-- Given passage start --

Which begs the question:

Why should the kernel have * knowledge of a disk's geometry?

So long as the kernel knows the total number, T, of blocks on a hard drive,
isn't it possible for the kernel to ask for a read/write of some block B
( 0 <= B <= T ) and let the host_adaptor/hardware do the nitty-gritty work
of discovering that B is on sector S, head H, cylinder C?

--

 
 
 

divvy / NON FS / filesystem problem

Post by Bela Lubki » Sun, 30 Mar 1997 04:00:00



> Bela Lubkin telecommunicated:
> | The command works by reading out the *kernel*'s idea of the geometry and
> | actually physically stamping it onto the *disk* in a location understood
> | by the SCO Unix boot programs.  It only looks like a no-op.  It actually
> | promotes onto the physical medium information which is normally derived
> | from a complex chain of events played out between the disk, host
> | adapter, host adapter BIOS, system BIOS, and SCO boot programs.  A
> | change in any of those components can disturb the final resulting
> | geometry understood by the kernel.  It's much safer to just save it away
> | the first time, and forever thereafter use the same values.

-- Given passage end --
-- Data entries start --

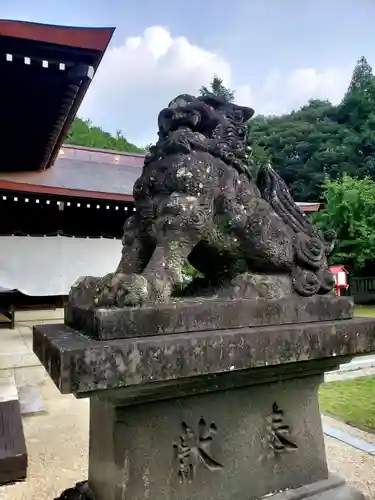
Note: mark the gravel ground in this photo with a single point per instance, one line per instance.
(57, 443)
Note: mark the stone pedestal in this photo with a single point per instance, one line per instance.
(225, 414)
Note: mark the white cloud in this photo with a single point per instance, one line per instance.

-- Data entries end --
-- Data entries start --

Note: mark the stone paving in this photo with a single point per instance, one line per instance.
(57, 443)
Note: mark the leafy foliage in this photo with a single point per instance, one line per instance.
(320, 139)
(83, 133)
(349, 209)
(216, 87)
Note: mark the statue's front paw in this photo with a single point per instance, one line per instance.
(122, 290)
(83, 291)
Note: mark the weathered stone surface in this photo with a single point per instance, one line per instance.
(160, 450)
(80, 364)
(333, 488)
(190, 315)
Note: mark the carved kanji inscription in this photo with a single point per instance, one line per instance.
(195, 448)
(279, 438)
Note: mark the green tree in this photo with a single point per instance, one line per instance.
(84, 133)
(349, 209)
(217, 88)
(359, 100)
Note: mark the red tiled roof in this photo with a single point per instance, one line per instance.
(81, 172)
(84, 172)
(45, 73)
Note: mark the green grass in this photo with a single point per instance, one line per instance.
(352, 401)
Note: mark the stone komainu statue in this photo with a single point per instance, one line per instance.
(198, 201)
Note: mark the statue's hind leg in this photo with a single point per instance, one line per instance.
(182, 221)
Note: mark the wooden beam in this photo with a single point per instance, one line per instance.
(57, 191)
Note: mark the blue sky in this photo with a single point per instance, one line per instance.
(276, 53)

-- Data entries end --
-- Data entries start --

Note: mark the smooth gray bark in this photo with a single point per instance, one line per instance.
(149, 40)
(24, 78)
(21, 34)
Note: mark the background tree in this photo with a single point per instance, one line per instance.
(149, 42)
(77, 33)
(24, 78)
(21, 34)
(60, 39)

-- Data entries end --

**Directions**.
**a.** Answer these questions about the disk geometry discussion, one line each:
(i) Which three values does the writer say the hardware would find for block B?
(ii) Where does the command physically stamp the kernel's idea of the geometry?
(iii) What does the quoted reply call much safer?
**b.** Rewrite the disk geometry discussion from "Which begs the" to "H, cylinder C?", substituting "operating system" for every "kernel".
**c.** Continue the disk geometry discussion from where it stops.

**Answers for this exercise**.
**a.**
(i) Sector S, head H, and cylinder C.
(ii) Onto the disk, in a location understood by the SCO Unix boot programs.
(iii) Saving the geometry away the first time and using the same values forever after.

**b.**
Which begs the question:

Why should the operating system have * knowledge of a disk's geometry?

So long as the operating system knows the total number, T, of blocks on a hard drive,
isn't it possible for the operating system to ask for a read/write of some block B
( 0 <= B <= T ) and let the host_adaptor/hardware do the nitty-gritty work
of discovering that B is on sector S, head H, cylinder C?

**c.**
> Which begs the question:

> Why should the kernel have * knowledge of a disk's geometry?

> So long as the kernel knows the total number, T, of blocks on a hard drive,
> isn't it possible for the kernel to ask for a read/write of some block B
> ( 0 <= B <= T ) and let the host_adaptor/hardware do the nitty-gritty work
> of discovering that B is on sector S, head H, cylinder C?

Especially on a SCSI drive, the kernel does very little with the
geometry.  Mainly, it's used in calculations of boundaries.  Most
importantly, the reserved area of a partition consists of the (unused)
boot sector, the divvy table, the alias track/sector table, the alias
tracks/sectors, and then unused padding up to the next cylinder
boundary.  Changing geometries makes the divisions un-findable precisely
because it changes the cylinder boundaries.  It would be nice to change
this, except that doing so would render existing Unix partitions
inaccessible...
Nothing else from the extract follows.